§ **Task item**
Every line of the material is to be repeated exactly as it stands.

§ **Information**
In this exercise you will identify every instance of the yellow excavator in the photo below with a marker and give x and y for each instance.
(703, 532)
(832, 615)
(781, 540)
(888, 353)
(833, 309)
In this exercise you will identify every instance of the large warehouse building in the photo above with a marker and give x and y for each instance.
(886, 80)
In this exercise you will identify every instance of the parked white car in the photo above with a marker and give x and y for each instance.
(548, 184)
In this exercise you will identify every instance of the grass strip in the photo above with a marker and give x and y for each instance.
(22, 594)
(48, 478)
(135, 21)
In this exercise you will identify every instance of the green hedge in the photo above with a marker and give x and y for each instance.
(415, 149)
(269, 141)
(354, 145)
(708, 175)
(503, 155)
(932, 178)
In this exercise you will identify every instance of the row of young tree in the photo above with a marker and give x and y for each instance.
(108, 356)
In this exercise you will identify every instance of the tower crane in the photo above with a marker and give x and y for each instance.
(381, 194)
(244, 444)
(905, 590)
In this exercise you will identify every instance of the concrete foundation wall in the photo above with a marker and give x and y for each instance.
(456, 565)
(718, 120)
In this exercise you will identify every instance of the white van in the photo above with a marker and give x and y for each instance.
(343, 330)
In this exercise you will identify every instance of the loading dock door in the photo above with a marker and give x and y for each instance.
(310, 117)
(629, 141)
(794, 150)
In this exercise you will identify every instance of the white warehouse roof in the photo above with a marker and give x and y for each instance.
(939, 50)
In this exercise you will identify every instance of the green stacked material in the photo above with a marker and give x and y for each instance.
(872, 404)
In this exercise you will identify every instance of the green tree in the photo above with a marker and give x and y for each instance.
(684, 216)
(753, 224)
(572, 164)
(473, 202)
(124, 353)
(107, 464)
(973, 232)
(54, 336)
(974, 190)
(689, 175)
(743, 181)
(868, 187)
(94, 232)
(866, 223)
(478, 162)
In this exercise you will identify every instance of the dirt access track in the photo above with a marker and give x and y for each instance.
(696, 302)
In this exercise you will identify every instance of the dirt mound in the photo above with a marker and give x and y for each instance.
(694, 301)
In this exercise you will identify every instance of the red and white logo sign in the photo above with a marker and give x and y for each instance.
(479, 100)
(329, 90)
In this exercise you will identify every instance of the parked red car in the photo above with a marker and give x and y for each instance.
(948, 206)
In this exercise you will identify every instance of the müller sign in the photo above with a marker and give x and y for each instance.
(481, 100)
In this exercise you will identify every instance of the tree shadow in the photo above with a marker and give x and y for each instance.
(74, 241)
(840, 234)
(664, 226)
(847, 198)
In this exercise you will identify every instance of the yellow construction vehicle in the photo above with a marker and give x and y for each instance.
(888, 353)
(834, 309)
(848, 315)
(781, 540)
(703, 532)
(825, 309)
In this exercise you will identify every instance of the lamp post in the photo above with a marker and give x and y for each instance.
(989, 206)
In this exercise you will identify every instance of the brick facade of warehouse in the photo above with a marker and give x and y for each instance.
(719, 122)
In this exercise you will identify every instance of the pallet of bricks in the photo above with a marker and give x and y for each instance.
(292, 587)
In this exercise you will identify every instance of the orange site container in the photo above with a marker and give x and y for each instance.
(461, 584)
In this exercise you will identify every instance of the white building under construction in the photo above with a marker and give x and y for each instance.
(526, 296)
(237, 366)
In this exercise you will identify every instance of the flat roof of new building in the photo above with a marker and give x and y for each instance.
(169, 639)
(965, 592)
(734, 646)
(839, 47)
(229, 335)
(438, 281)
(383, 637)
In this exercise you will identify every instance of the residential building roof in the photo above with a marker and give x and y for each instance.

§ **Exercise answer**
In this exercise you will identify every instance of the yellow excavator in the photo below with a marker and give x and y for each instance.
(703, 532)
(832, 615)
(781, 540)
(888, 353)
(833, 309)
In this exercise you will identify every instance of the large warehouse building in the photo above with a marker and give x and y for each instance.
(886, 80)
In this exercise you will identify every instance of the parked white car in the photo above with a marker and give x and y for each instance.
(548, 184)
In this exercise you will identify every instance of the grass strip in the photo above with a marker and give x and y for each instance.
(22, 594)
(48, 478)
(135, 21)
In this exercise you will identify every instance of the green hedge in the photo above with a marker and give x and y for each instance.
(415, 149)
(269, 141)
(354, 145)
(708, 175)
(503, 155)
(932, 178)
In this exercise you will identify every instance of the row of young tree in the photo above with a marker and give x and y for each instance.
(108, 356)
In this exercise you will identify every instance of the tower crane in the photo above with a marker and give x and y for each instance.
(381, 194)
(244, 444)
(905, 590)
In this exercise you will identify every instance of the concrete foundation wall in the photo above with a marker and give x and y for each instance.
(456, 565)
(718, 120)
In this exercise you will identify every instance of the white van in the photo above with a marker and give x and y for each instance.
(343, 330)
In this exercise you will identify every instance of the loading dock door in the photo above with a marker and give x and y for each instance.
(310, 117)
(629, 141)
(794, 150)
In this exercise you will identify every instance of the white warehouse roof in the photo above with a marker and give x and y for each instance.
(939, 50)
In this exercise you will identify every instance of the green stacked material in the photo above with a marker and give x and y for each instance.
(872, 404)
In this exercise you will identify every instance of the green tree in the photo above with a marker and give x and y for each instance.
(684, 216)
(753, 224)
(572, 164)
(473, 202)
(124, 353)
(107, 464)
(973, 232)
(54, 336)
(974, 190)
(689, 175)
(743, 181)
(868, 187)
(94, 232)
(866, 223)
(478, 162)
In this exercise you will identify every instance of the dirt access track in the photo above with a marker and give x and y for each instance.
(696, 302)
In this exercise you will identify every instance of the dirt mound in the photo above with a marker and give x and y for each instance.
(694, 301)
In this exercise you will identify every instance of the red and white logo sign in the photo above with a marker and give x and y for each instance.
(479, 100)
(329, 90)
In this exercise you will identify every instance of the parked red car in the photo above with a marker and give x and y for each instance.
(948, 206)
In this exercise you will identify every instance of the müller sign in the photo above with a marker and give x and y for each instance.
(481, 100)
In this exercise you will identify every instance of the tree shadow in the photo above with a marker and give x and y for each instance.
(74, 241)
(840, 234)
(664, 226)
(847, 198)
In this exercise you will identify every instance of the yellow construction vehicle in the photo above with a marker and give x and y for each instance.
(888, 353)
(834, 309)
(848, 315)
(781, 540)
(703, 532)
(825, 309)
In this exercise you will identify every instance of the lamp post in the photo above with a marker and give x and y for each instance.
(989, 206)
In this exercise you will identify every instance of the brick facade of warehouse in the photo above with a marker and give x and y for each instance.
(719, 122)
In this exercise you will identify every instance of the pallet of bricks in the photo above with a marker and give x and y for each instance.
(292, 587)
In this exercise you will identify every instance of the orange site container in the photo above with a marker and give x and y for each instance.
(461, 584)
In this exercise you will identify every instance of the white building under construction in the photo above with a marker and give x and y for each instance.
(526, 296)
(237, 366)
In this exercise you will identify every instance of the flat roof of new building in the photo above with a marker and give x and y for each instance.
(169, 639)
(965, 592)
(734, 646)
(839, 47)
(229, 335)
(438, 281)
(383, 637)
In this exercise you will identify every instance of the residential building roof in the photo above with a marker and give x and y for each instance.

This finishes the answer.